(Entries for pointing and labeling)
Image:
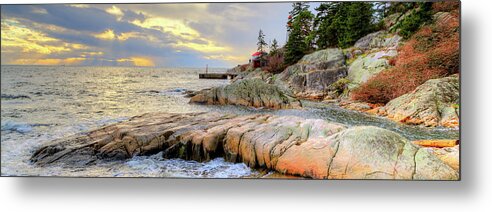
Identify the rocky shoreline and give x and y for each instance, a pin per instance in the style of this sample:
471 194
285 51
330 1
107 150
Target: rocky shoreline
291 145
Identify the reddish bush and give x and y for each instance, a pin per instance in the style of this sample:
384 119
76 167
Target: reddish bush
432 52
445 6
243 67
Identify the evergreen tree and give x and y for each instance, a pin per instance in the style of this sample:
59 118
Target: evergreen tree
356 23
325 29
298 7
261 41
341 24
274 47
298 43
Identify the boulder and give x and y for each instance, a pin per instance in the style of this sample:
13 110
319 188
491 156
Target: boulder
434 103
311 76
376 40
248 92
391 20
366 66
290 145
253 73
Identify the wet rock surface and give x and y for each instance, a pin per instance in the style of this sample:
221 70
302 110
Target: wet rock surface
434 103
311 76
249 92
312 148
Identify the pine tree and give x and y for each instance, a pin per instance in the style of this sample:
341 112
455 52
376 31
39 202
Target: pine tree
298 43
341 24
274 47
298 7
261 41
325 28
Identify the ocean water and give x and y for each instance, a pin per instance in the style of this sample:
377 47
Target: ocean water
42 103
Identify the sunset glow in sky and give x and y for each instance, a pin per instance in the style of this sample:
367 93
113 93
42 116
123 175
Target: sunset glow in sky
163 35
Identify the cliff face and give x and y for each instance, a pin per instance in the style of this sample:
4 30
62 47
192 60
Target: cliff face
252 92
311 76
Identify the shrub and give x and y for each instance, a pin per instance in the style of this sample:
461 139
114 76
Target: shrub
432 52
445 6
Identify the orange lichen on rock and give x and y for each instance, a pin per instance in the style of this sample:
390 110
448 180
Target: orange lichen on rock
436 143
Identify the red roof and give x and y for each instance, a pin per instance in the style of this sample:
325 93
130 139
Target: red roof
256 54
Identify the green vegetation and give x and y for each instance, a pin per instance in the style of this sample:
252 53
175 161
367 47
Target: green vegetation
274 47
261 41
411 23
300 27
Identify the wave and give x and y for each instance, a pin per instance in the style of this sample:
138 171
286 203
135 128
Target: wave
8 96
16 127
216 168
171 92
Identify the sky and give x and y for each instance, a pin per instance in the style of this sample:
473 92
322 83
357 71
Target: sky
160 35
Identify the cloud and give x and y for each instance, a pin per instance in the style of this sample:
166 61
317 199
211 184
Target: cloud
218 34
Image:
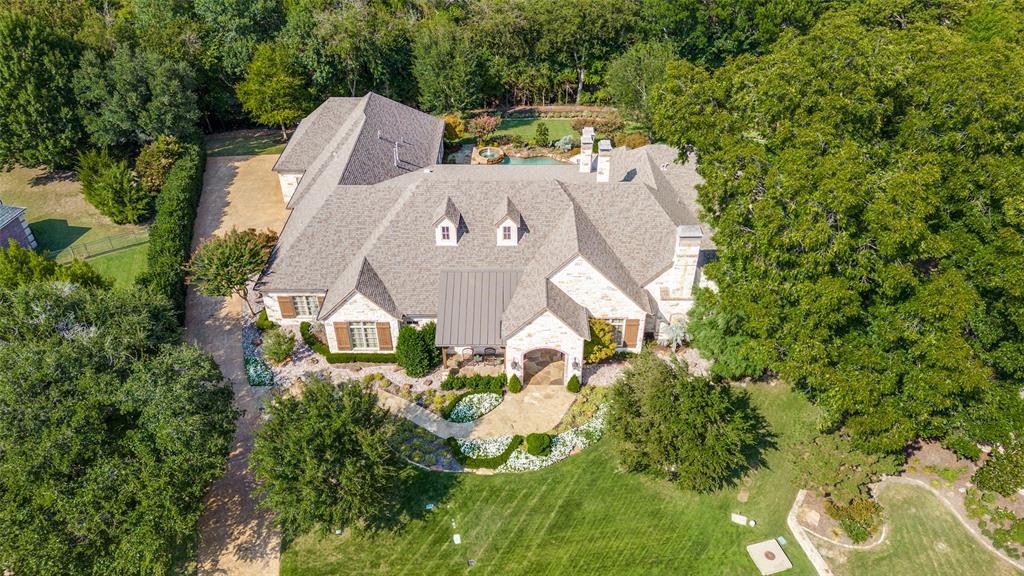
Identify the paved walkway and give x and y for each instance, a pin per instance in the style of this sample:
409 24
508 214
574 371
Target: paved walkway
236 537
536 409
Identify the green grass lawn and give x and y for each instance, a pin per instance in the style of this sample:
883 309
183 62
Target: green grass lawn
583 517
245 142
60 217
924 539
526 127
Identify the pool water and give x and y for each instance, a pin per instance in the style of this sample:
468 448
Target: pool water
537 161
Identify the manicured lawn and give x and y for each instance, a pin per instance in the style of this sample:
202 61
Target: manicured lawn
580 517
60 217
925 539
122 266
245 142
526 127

# [REQUIRED WORK]
Update all of the lines above by replacing every "in the style of this sample" with "in the format of this example" and keeping everything else the same. Leave the pictures out of your answer.

# [THE RESPONSE]
Image:
Identify the rocky shoreline and give x and y for each instance, a pin per instance in the format of this example:
471 194
285 51
330 1
107 150
Target: rocky shoreline
291 145
Identify the reddish bush and give x and y for each instance, a pin per instance in the format of this example:
384 119
76 167
Target: reddish bush
432 52
445 6
243 67
Identify the evergreen tree and give x and y for each instance, a pin per instance in the format of this example:
59 118
Target: evergreen tree
356 23
325 29
298 7
261 41
341 24
274 47
298 43
Identify the boulder and give x and y for each instance, a pin per instance in the format of this example:
13 110
319 188
491 156
Target: boulder
434 103
311 76
376 40
248 92
391 20
366 66
290 145
253 73
Identify the wet rock surface and give x and y for each instance, a pin per instance in the format of this example:
221 70
302 110
Target: wet rock surface
434 103
311 76
249 92
312 148
Identify the pine tree and give x and y for each instance, a pin per instance in the format of this example:
341 112
455 52
376 31
39 202
Target: pine tree
298 43
341 24
274 47
298 7
261 41
325 28
Identify the ocean water and give x and y for each instance, a pin per instance in the format of this example:
377 47
Target: ocean water
42 103
Identify the sunset glow in sky and give x and y for each instance, a pin per instance in the format of this example:
367 93
113 93
42 116
123 175
Target: sunset glow in sky
163 35
Identify the cliff face and give x and y for each instance, a pin per instance in the format of this example:
4 30
62 47
192 60
Target: cliff face
252 92
311 76
Identify the shrub and give x and y for each instance, a pin per instance in the format of this example:
461 139
114 76
Target: shrub
432 52
445 6
Identify the orange lichen on rock and give x and y for each instance, a pin per instance in the format of this example:
390 110
448 180
Target: orange lichen on rock
436 143
Identify the red roof and give x and y for each instance, a pin per instance in the format of this example:
325 93
130 139
Target: red roof
256 54
Identify the green vegetation and give x and y for each instance, a pin per instance in the format of this example:
252 53
175 161
367 47
Target: green vegetation
274 47
261 41
411 23
300 27
Identify the wave and give x and y for each instance, a pin per instance in the format of this example:
138 171
286 203
135 128
Target: wave
8 96
16 127
216 168
171 92
Identify the sky and give x and y for each instance, a pin per instance in the format of this example:
473 92
322 83
357 71
Target: sky
160 35
Identify the cloud and give x and y for each instance, a pin per instance in the format of this example:
166 61
317 199
211 184
Target: cloud
218 34
Image:
Identify the paved walkway and give x and y for each instance, a pin per instance in the format of this example:
409 24
508 214
574 371
Target: paved walkway
236 537
536 409
Identify the green grass lawn and give x and y for each instance, a pin per instance in the format of this example:
883 309
183 62
Target: green grass lawn
583 517
245 142
60 217
924 539
526 127
Identify the pool water and give x and y for each instance, a pin per instance in the format of this example:
468 448
Target: pool water
537 161
Identify the manicured lawn and give x and y for each instance, a pin per instance in the format of this example:
202 61
Target: manicured lawn
580 517
60 217
925 539
122 266
245 142
526 127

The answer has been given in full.